[Items from a dataset]
::::
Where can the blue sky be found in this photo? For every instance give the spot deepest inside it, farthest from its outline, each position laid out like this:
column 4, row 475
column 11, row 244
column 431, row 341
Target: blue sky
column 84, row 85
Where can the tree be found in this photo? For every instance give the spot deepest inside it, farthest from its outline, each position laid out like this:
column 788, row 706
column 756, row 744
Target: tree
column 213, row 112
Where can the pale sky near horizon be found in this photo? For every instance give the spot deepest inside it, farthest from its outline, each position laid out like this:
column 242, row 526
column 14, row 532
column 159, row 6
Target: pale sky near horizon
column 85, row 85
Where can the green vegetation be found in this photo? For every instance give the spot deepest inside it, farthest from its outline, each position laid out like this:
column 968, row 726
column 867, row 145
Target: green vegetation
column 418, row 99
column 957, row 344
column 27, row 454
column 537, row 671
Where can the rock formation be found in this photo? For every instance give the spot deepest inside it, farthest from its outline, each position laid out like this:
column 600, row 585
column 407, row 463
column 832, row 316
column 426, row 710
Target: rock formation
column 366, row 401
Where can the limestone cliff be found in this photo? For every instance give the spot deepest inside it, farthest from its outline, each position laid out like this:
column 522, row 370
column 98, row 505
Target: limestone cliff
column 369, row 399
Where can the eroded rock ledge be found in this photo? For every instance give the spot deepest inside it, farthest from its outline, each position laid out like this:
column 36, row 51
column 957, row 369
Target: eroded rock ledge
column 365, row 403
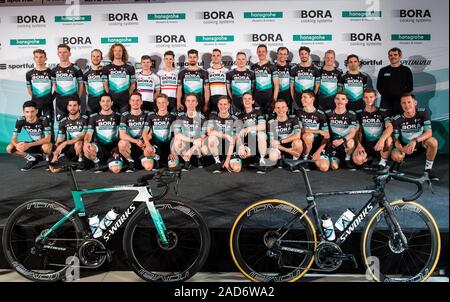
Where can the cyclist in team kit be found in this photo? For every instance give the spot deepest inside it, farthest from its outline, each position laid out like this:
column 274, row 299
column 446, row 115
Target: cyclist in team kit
column 251, row 139
column 193, row 79
column 147, row 84
column 413, row 135
column 328, row 82
column 239, row 81
column 168, row 77
column 131, row 144
column 189, row 133
column 264, row 71
column 101, row 138
column 71, row 131
column 119, row 78
column 282, row 78
column 284, row 135
column 221, row 138
column 39, row 85
column 304, row 76
column 93, row 82
column 38, row 143
column 374, row 139
column 67, row 81
column 217, row 79
column 158, row 133
column 353, row 83
column 342, row 125
column 315, row 133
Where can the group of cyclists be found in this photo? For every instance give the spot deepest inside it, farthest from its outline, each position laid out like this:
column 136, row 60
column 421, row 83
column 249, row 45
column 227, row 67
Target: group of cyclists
column 230, row 119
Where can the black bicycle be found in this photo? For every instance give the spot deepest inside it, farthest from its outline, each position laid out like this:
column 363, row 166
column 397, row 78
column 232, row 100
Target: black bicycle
column 164, row 240
column 274, row 240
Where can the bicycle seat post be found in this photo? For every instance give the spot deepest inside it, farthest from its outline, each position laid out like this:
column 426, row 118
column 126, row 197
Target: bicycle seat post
column 72, row 180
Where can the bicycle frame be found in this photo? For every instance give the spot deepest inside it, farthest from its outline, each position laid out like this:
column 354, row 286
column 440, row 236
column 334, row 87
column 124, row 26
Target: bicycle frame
column 144, row 196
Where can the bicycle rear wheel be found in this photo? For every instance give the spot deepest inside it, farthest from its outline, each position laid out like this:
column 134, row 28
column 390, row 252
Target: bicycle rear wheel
column 265, row 248
column 387, row 259
column 188, row 248
column 41, row 261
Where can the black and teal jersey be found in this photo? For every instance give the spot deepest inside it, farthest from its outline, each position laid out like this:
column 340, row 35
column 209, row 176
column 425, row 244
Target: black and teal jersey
column 67, row 79
column 133, row 124
column 304, row 78
column 161, row 126
column 340, row 124
column 263, row 76
column 241, row 82
column 316, row 120
column 93, row 79
column 223, row 125
column 279, row 130
column 406, row 129
column 372, row 124
column 251, row 119
column 353, row 85
column 40, row 83
column 36, row 131
column 69, row 129
column 191, row 127
column 329, row 83
column 283, row 73
column 193, row 81
column 119, row 77
column 104, row 128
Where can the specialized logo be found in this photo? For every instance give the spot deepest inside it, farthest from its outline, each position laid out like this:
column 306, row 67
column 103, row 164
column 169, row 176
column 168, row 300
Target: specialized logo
column 412, row 15
column 315, row 16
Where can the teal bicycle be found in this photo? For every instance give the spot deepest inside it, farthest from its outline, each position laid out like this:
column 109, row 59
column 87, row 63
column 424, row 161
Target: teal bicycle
column 164, row 240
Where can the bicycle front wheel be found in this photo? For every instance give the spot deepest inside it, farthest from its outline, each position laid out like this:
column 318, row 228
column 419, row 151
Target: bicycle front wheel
column 273, row 240
column 387, row 259
column 46, row 260
column 181, row 258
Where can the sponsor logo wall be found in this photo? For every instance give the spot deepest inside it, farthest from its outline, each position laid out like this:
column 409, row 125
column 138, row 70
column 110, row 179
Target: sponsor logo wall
column 419, row 28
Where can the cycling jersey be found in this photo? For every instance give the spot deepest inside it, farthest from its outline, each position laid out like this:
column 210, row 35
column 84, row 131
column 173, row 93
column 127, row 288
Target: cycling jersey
column 147, row 84
column 303, row 78
column 133, row 124
column 407, row 129
column 316, row 120
column 191, row 127
column 40, row 82
column 354, row 85
column 283, row 74
column 36, row 131
column 373, row 123
column 104, row 127
column 340, row 124
column 280, row 130
column 69, row 129
column 253, row 118
column 168, row 82
column 329, row 82
column 160, row 127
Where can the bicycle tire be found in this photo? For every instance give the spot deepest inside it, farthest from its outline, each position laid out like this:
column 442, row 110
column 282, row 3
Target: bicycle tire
column 377, row 239
column 242, row 255
column 152, row 261
column 20, row 233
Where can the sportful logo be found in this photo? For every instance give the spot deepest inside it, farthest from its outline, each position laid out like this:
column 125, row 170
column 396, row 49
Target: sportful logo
column 123, row 40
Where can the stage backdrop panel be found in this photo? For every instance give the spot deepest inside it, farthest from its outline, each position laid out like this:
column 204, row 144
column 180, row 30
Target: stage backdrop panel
column 366, row 28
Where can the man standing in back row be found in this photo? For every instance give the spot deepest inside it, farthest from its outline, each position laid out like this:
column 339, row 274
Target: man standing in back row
column 393, row 81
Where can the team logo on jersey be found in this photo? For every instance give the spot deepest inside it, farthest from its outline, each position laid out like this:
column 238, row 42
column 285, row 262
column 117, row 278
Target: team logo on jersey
column 412, row 15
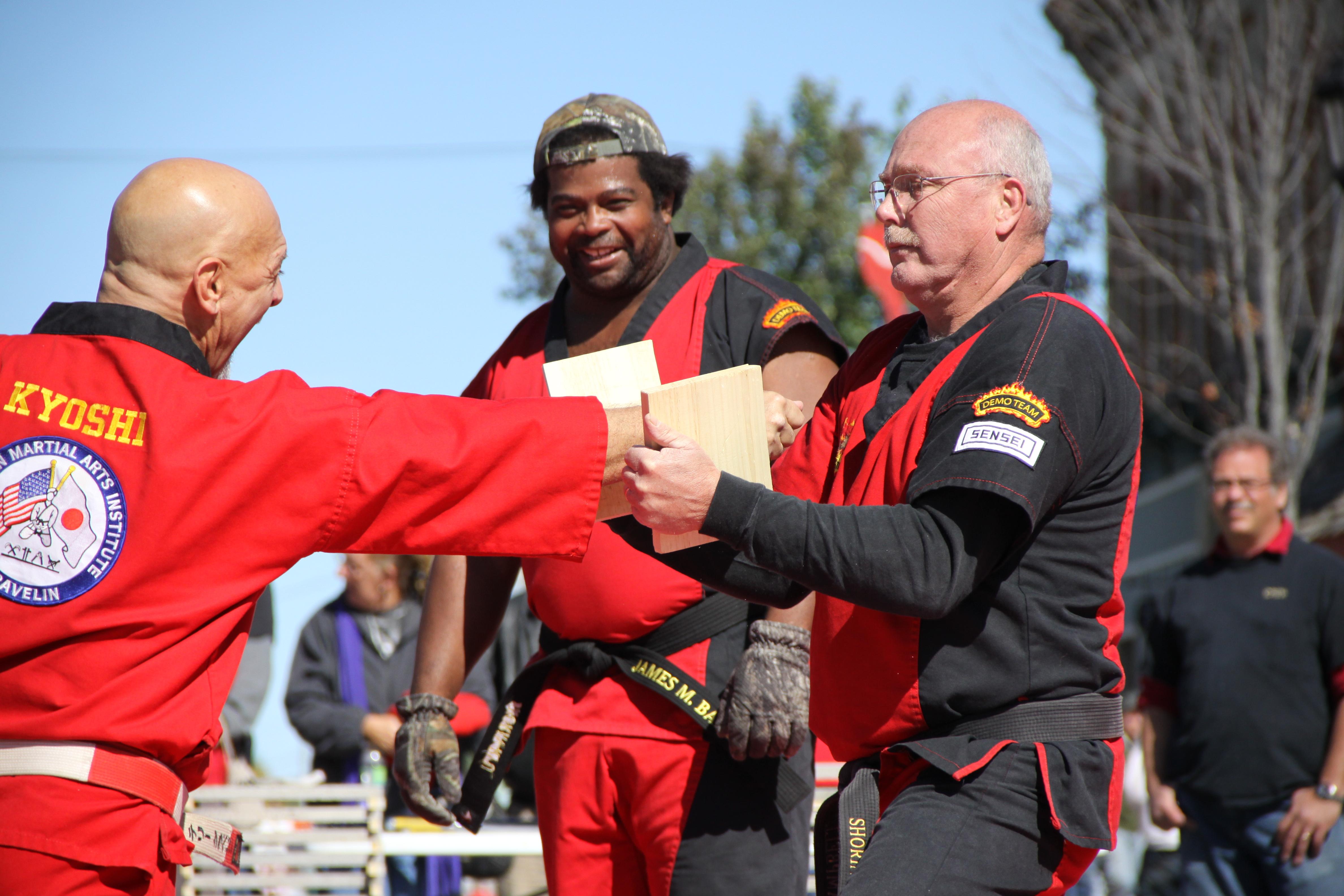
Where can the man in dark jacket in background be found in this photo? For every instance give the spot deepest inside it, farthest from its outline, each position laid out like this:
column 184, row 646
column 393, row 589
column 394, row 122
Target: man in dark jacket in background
column 1245, row 746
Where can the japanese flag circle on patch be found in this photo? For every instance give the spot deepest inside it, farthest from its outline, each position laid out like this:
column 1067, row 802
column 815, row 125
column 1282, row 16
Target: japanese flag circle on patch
column 62, row 520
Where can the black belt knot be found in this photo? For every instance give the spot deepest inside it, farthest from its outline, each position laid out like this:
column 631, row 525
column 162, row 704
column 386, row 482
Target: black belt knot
column 587, row 657
column 643, row 662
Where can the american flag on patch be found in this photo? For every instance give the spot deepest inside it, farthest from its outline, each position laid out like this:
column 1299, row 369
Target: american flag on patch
column 18, row 499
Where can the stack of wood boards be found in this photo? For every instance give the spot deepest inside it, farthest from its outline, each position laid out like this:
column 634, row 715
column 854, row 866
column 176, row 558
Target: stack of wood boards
column 725, row 414
column 616, row 377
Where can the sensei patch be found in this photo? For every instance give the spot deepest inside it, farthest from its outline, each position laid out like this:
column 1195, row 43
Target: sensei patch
column 1002, row 438
column 1014, row 400
column 783, row 312
column 62, row 520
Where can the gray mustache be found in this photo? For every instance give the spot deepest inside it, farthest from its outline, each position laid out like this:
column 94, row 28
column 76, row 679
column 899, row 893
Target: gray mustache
column 894, row 236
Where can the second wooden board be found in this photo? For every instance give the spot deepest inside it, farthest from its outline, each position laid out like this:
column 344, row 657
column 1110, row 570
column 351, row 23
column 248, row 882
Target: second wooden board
column 616, row 377
column 725, row 414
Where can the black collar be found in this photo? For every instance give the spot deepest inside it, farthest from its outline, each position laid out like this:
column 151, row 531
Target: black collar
column 1046, row 277
column 124, row 322
column 683, row 268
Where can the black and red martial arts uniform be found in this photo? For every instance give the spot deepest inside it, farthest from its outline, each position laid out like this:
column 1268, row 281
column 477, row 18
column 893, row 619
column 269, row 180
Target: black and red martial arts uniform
column 146, row 507
column 631, row 794
column 963, row 510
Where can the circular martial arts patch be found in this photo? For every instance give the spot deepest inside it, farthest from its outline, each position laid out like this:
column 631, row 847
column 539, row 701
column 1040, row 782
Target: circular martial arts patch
column 62, row 520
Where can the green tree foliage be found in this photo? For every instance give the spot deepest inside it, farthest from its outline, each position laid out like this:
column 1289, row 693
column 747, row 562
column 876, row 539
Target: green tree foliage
column 533, row 272
column 792, row 202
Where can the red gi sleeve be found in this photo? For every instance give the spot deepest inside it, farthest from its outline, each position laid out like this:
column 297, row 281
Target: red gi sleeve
column 433, row 475
column 397, row 473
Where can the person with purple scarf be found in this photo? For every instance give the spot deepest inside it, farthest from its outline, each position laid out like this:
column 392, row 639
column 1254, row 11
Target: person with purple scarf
column 354, row 660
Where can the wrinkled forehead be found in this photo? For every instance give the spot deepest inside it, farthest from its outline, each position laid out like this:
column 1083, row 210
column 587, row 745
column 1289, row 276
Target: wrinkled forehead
column 936, row 144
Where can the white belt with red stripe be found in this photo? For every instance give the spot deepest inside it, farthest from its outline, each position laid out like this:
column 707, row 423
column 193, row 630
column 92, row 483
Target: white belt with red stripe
column 136, row 776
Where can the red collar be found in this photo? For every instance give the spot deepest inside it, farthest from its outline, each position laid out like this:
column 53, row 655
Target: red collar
column 1279, row 544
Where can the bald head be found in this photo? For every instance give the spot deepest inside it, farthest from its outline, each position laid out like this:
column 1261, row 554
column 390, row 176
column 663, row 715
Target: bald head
column 181, row 210
column 198, row 244
column 968, row 207
column 991, row 136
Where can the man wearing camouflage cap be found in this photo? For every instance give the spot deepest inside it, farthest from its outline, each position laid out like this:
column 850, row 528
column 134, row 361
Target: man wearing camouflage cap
column 637, row 794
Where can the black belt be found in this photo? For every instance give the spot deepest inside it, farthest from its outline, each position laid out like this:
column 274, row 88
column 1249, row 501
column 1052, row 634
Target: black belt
column 847, row 819
column 643, row 660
::::
- _Given instruction_: Through the last line of the entries above, beginning at the line containing "Where can the man wearing", transcribe each line exactly, both ends included and nothing more.

- _Exercise response_:
Where can the man wearing camouflage cap be found in this photo? For every instance give the spot deepest inside it, farthest from its outline, each position laid out like this:
column 850, row 528
column 134, row 361
Target: man wearing camouflage cap
column 637, row 794
Where can the black belt be found in this photo? For every instance give the spot deepest inside it, farthest from its outline, each position laid out like this:
column 274, row 88
column 1249, row 501
column 1052, row 634
Target: black belt
column 847, row 819
column 643, row 660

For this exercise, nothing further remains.